═══ Data listing ═══
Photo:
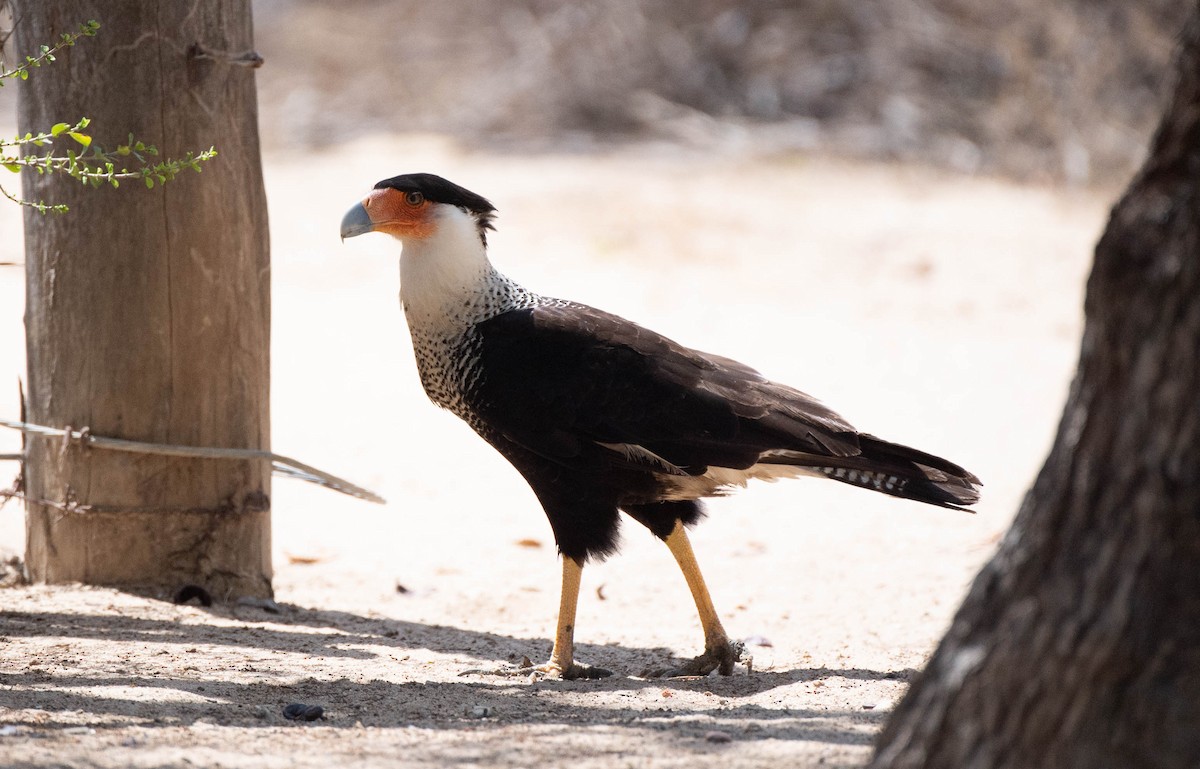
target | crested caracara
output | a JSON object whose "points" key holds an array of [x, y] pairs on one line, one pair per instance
{"points": [[604, 416]]}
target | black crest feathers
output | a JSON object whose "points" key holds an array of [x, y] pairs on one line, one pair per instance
{"points": [[438, 190]]}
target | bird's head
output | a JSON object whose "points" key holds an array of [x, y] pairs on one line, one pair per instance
{"points": [[414, 206]]}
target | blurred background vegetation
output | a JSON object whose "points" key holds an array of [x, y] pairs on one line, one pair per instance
{"points": [[1054, 91], [1039, 91]]}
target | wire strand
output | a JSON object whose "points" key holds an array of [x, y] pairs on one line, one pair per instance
{"points": [[280, 463]]}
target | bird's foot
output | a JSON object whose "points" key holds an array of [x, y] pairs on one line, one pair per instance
{"points": [[574, 671], [718, 656]]}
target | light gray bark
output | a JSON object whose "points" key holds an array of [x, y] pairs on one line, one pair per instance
{"points": [[148, 310]]}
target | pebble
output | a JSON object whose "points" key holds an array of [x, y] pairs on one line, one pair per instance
{"points": [[267, 605], [301, 712]]}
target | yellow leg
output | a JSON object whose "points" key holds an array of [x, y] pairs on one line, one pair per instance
{"points": [[563, 655], [719, 653], [562, 658]]}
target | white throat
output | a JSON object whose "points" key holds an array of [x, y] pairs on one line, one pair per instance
{"points": [[441, 275]]}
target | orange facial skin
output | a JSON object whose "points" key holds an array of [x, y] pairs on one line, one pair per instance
{"points": [[400, 214]]}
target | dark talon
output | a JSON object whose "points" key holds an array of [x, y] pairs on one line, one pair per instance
{"points": [[721, 658]]}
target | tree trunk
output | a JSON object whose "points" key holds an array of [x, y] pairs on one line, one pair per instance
{"points": [[148, 310], [1079, 644]]}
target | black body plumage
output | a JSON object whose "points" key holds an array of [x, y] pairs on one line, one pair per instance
{"points": [[561, 384]]}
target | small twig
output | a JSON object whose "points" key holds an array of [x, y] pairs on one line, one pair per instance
{"points": [[251, 59]]}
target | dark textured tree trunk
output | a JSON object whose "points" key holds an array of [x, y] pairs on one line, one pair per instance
{"points": [[1079, 644], [148, 310]]}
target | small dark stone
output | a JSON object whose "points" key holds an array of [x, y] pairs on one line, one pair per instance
{"points": [[301, 712], [190, 592]]}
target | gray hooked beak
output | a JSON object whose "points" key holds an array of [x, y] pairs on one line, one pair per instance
{"points": [[355, 222]]}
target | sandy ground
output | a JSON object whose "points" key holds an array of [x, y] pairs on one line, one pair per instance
{"points": [[931, 310]]}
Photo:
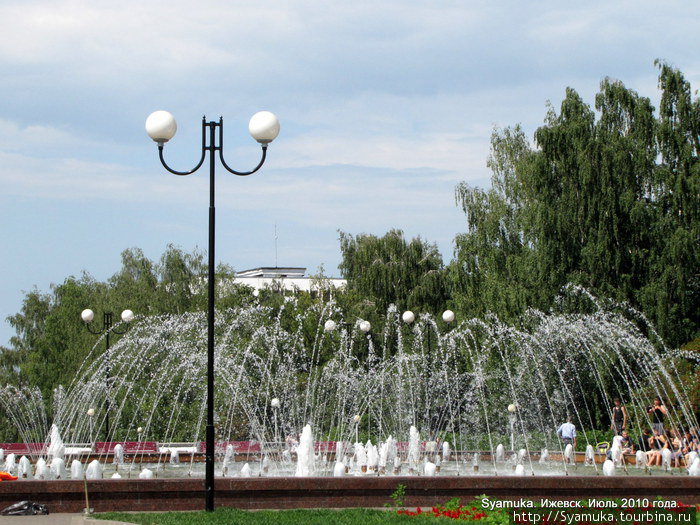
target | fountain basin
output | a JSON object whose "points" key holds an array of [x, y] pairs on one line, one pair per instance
{"points": [[290, 492]]}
═══
A complete answer gives every line of the records holding "black".

Solution to the exercise:
target | black crest feathers
target | black body plumage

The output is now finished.